RECORDS: Begin

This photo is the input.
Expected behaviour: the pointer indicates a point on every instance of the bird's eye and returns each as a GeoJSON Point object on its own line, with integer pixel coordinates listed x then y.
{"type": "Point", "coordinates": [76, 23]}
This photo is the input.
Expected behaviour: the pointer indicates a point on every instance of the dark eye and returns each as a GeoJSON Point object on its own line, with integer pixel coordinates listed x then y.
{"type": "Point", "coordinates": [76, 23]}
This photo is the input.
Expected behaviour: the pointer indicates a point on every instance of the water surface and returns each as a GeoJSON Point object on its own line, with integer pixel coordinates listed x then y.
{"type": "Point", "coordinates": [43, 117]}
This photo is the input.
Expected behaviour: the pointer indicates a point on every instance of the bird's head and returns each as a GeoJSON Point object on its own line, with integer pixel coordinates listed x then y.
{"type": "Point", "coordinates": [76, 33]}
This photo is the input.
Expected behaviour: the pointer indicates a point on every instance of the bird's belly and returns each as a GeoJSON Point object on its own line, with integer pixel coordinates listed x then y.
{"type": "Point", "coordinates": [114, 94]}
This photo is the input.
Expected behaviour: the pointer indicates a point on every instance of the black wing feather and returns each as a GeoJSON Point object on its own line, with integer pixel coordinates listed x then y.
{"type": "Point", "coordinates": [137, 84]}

RECORDS: End

§ **DIRECTIONS FOR THIS TASK**:
In the records above, return precisely the line containing "the bird's belly" and each line that comes after it, up to the final one.

§ **RESPONSE TO THIS EXERCISE**:
Expected behaviour: the pointer indicates a point on every instance of the bird's belly and returns each as a GeoJSON Point object on its own line, with integer pixel coordinates listed x then y.
{"type": "Point", "coordinates": [114, 94]}
This photo is the input.
Expected behaviour: the pointer indicates a point on every instance of the black wing feather and returns each as a GeoJSON Point object on its own line, with integer pixel coordinates listed x then y.
{"type": "Point", "coordinates": [137, 84]}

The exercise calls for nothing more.